_Data supplied_
━━━━━━━━━━━━━━━━
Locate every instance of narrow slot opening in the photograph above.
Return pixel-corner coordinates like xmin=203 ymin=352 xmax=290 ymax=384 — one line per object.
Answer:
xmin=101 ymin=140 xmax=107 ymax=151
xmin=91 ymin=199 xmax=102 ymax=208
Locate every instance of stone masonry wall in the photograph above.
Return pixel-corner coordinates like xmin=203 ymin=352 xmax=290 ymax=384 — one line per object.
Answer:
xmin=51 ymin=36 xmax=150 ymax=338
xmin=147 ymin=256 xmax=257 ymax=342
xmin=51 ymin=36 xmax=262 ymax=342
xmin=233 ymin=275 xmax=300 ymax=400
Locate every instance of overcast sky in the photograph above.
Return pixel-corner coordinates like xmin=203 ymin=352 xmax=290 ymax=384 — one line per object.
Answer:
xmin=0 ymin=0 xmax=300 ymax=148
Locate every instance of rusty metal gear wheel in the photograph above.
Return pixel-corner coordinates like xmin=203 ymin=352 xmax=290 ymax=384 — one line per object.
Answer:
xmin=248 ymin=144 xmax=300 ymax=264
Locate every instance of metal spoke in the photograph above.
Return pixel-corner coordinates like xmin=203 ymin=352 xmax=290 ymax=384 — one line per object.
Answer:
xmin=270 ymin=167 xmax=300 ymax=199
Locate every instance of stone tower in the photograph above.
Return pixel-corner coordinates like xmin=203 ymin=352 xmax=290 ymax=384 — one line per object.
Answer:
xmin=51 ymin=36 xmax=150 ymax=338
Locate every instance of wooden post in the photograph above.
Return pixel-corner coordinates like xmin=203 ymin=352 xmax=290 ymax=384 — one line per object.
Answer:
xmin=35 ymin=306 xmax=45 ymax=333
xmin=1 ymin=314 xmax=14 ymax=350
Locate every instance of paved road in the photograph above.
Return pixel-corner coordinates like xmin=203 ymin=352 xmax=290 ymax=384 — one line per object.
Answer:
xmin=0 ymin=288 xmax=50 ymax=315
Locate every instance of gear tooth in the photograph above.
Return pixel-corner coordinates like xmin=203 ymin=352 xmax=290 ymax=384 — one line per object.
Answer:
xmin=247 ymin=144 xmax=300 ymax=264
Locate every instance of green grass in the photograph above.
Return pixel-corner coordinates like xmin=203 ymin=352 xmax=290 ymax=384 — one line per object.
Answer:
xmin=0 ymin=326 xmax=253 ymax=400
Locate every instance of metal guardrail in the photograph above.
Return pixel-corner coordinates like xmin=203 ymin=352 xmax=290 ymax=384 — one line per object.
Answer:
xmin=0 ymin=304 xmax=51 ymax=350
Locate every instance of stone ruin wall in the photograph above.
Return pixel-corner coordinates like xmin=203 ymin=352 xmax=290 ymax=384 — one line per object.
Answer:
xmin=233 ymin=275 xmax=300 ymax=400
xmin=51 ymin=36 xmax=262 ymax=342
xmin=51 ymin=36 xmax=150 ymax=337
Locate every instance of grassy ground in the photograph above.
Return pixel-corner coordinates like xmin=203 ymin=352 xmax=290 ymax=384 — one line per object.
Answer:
━━━━━━━━━━━━━━━━
_Requirements_
Reproduce all of the data above, swapping each "Locate" for "Identify" and keeping every other word the same.

_Expected output_
Identify every instance of narrow slot opening in the photograph above.
Return pixel-corner coordinates like xmin=203 ymin=352 xmax=290 ymax=384 — one line per object.
Answer:
xmin=101 ymin=140 xmax=107 ymax=151
xmin=91 ymin=199 xmax=102 ymax=208
Identify every instance of stone masonry wall in the photograph above.
Return pixel-corner coordinates like xmin=203 ymin=352 xmax=290 ymax=384 — one line per object.
Answer:
xmin=51 ymin=36 xmax=150 ymax=338
xmin=147 ymin=256 xmax=257 ymax=342
xmin=51 ymin=36 xmax=262 ymax=342
xmin=233 ymin=275 xmax=300 ymax=400
Identify every instance of overcast sky in the photograph above.
Return pixel-corner coordinates like xmin=203 ymin=352 xmax=290 ymax=384 — one line per object.
Answer:
xmin=0 ymin=0 xmax=300 ymax=148
Identify every instance of rusty metal gear wheel in the photograph above.
Return pixel-corner coordinates like xmin=203 ymin=352 xmax=290 ymax=384 — one line per object.
Answer:
xmin=248 ymin=144 xmax=300 ymax=264
Identify every instance of metal spoke in the photograph above.
Return pixel-corner coordinates like xmin=203 ymin=352 xmax=290 ymax=384 — one line per object.
Answer:
xmin=270 ymin=167 xmax=300 ymax=199
Identify every instance of stone tower in the photograph above.
Return pixel-corner coordinates like xmin=203 ymin=352 xmax=290 ymax=384 — one line per object.
Answer:
xmin=51 ymin=36 xmax=150 ymax=338
Identify every instance of wooden post in the photograph above.
Return pixel-corner coordinates like xmin=203 ymin=352 xmax=290 ymax=384 — one line per object.
Answer:
xmin=35 ymin=306 xmax=45 ymax=333
xmin=1 ymin=314 xmax=14 ymax=350
Identify every instance of paved road in the photograph above.
Return pixel-corner coordinates like xmin=203 ymin=352 xmax=290 ymax=384 — one line per object.
Answer:
xmin=0 ymin=288 xmax=50 ymax=315
Identify every instance of gear tooth in the photograph above.
Return pixel-corner coordinates like xmin=203 ymin=352 xmax=290 ymax=384 — one line per object.
Answer:
xmin=247 ymin=144 xmax=300 ymax=264
Identify every instance of green grass in the photograph above.
Return pixel-corner coordinates like xmin=203 ymin=352 xmax=290 ymax=384 — one line per object.
Answer:
xmin=0 ymin=326 xmax=253 ymax=400
Identify every instance of metal guardrail in the photograph above.
Return pixel-corner coordinates like xmin=203 ymin=352 xmax=290 ymax=384 — one line per object.
Answer:
xmin=0 ymin=304 xmax=51 ymax=350
Identify every instance of stone ruin wall in the photograph above.
Return pixel-corner coordinates like xmin=203 ymin=352 xmax=290 ymax=384 — one line per object.
Answer:
xmin=233 ymin=275 xmax=300 ymax=400
xmin=51 ymin=36 xmax=262 ymax=342
xmin=51 ymin=36 xmax=150 ymax=337
Identify every instance of grassy ground in the photograph above.
Return pixel-corner coordinates like xmin=203 ymin=352 xmax=290 ymax=384 — one line per object.
Answer:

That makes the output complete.